## 文件摘錄
——

一個小兒子,看到爸爸回來了,「爸爸!跪下來讓我騎馬!」

如果是別的孩子還得了?這麼沒禮貌。不過,這是自己的小兒子,當然沒有關係,爸爸高興地說:「好!來騎馬!」

兒子騎上去以後,跟爸爸說:「快走嘛!快走嘛!」爸爸就笑了。為什麼?因為「我愛你」啊!愛你,做牛、做馬都不要緊,不愛就不行。

所以,兩岸要有「愛」,「愛」就能說好話,說好話就沒有問題。現在相互訪問很重要,你來我往、我往你來,來來往往、往往來來,到最後,誰來誰往、誰往誰來,搞不清楚,就是一家人,就和平了。這就是說好話的重要。

口要說好話,但是口很奇妙,它並不喜歡說好話,它喜歡說一些諷刺、風涼、傷害別人的話,逞一時之興。實際上,人「病從口入,禍從口出」,說一句壞話,後果不堪設想。

假如我們和哪個朋友處不好,他對我有成見,怎麼跟他道歉、說明都沒有用,只有在他的朋友面前不經意地稱讚他:「那個人真是好!」他的朋友一定會把話帶到他耳邊:「某某人說你很好。」那個人聽了,心裡會想:「唉!慚愧,我對他那麼不好,他在背後卻說了我這麼多好話。」就可以化解彼此的冤仇。

說善語、好語、愛語、幽默的語言、讚美的語言,對我們的幫助很大。過去佛教的釋迦牟尼佛和彌勒佛兩個人一起修行,最後釋迦牟尼佛早了彌勒菩薩三十劫成佛。為什麼?因為他多修了一個讚歎法門。「天上天下無如佛,十方世界亦無比,世間所有我盡見,一切無有如佛者」,就是讚歎諸佛的偈語。

說好話會有很大的利益。小孩子開始學說話的時候,不只是學說話,還要學習說好話;光說好話還不夠,要能行,就是做好事。做好事,不是要別人做,是自己要能做,但有的人會想,我要布施,我要出錢幫忙人,可是我沒有錢。沒關係!布施不一定要用錢。那麼布施什麼?我布施好話,布施一個笑容、一個點頭、一個禮貌。甚至我不會說好話,也不會做好事,沒關係!你們說好話、做好事,我心裡歡喜,可能我的歡喜比你做好事、說好話更加清淨、美麗,更加有功德。

佛教講布施,不一定指外相上的大功德,有一個歡喜心更重要。你有錢、你擁有,我也不必嫉妒,我享有就好。例如:你蓋樓房、公園,我不用嫉妒,下雨了,我可以到走廊躲雨,好天氣,我可以到公園裡散散步;你擁有,我享有。甚至天地任我欣賞,山河大地供我遊走,樹木花草給我觀看,享受大自然,享受人間,享受世界的美好,這樣的人生真美!

——

## 任務 1
請把清單改寫成兩欄 CSV,從含有「Could you provide the mask of every instance of the gravel」的那一行開始,到含有「384 247 L 406」的那一行結束。欄名用 query 和 result,每組一列,query 放指令文字,result 放對應答案,兩者各自放進一個加引號的欄位,換行一律改成空格。

## 提供資料
——

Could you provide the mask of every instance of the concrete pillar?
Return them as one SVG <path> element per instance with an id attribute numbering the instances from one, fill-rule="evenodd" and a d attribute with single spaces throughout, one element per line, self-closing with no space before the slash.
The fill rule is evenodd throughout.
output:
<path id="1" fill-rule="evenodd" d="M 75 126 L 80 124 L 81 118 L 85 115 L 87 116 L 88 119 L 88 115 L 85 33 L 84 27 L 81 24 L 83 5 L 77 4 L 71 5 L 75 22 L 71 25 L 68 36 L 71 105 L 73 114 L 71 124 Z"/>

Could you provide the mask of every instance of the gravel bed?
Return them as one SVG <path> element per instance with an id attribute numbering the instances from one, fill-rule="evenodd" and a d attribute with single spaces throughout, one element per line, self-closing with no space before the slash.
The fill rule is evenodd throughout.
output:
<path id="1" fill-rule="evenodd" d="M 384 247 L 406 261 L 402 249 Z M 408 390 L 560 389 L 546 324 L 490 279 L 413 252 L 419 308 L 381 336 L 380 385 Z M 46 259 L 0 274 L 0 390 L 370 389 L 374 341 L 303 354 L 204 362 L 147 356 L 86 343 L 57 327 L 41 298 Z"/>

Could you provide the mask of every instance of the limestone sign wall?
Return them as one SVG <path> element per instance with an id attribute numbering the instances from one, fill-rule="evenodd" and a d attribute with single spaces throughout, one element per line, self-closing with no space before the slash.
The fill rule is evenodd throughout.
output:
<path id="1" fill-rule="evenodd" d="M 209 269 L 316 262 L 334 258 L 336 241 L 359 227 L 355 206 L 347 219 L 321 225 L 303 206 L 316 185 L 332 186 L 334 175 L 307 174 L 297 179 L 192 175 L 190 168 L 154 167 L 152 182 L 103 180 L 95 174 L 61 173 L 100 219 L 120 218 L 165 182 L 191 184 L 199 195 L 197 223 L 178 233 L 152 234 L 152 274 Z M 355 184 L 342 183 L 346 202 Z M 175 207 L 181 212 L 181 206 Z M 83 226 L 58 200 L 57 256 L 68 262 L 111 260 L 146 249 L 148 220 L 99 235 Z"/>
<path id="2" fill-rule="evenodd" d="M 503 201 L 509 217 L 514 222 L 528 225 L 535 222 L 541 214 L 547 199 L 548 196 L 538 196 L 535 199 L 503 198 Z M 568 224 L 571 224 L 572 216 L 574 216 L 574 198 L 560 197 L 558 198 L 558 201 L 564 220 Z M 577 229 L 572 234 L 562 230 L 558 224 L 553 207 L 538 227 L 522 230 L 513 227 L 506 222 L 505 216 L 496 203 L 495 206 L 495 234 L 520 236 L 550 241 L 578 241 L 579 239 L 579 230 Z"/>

——

## 任務 2
重寫這篇談說好話的文章中的一段:從「說好話會有很大的利益。小孩子」這幾個字開始,到「世界的美好,這樣的人生真美!」為止,並把其中的「公園」全部改成「花園」。

## 參考答案 1
query,result
"Could you provide the mask of every instance of the gravel bed? Return them as one SVG <path> element per instance with an id attribute numbering the instances from one, fill-rule=""evenodd"" and a d attribute with single spaces throughout, one element per line, self-closing with no space before the slash. The fill rule is evenodd throughout. output:","<path id=""1"" fill-rule=""evenodd"" d=""M 384 247 L 406 261 L 402 249 Z M 408 390 L 560 389 L 546 324 L 490 279 L 413 252 L 419 308 L 381 336 L 380 385 Z M 46 259 L 0 274 L 0 390 L 370 389 L 374 341 L 303 354 L 204 362 L 147 356 L 86 343 L 57 327 L 41 298 Z""/>"

## 參考答案 2
說好話會有很大的利益。小孩子開始學說話的時候,不只是學說話,還要學習說好話;光說好話還不夠,要能行,就是做好事。做好事,不是要別人做,是自己要能做,但有的人會想,我要布施,我要出錢幫忙人,可是我沒有錢。沒關係!布施不一定要用錢。那麼布施什麼?我布施好話,布施一個笑容、一個點頭、一個禮貌。甚至我不會說好話,也不會做好事,沒關係!你們說好話、做好事,我心裡歡喜,可能我的歡喜比你做好事、說好話更加清淨、美麗,更加有功德。

佛教講布施,不一定指外相上的大功德,有一個歡喜心更重要。你有錢、你擁有,我也不必嫉妒,我享有就好。例如:你蓋樓房、花園,我不用嫉妒,下雨了,我可以到走廊躲雨,好天氣,我可以到花園裡散散步;你擁有,我享有。甚至天地任我欣賞,山河大地供我遊走,樹木花草給我觀看,享受大自然,享受人間,享受世界的美好,這樣的人生真美!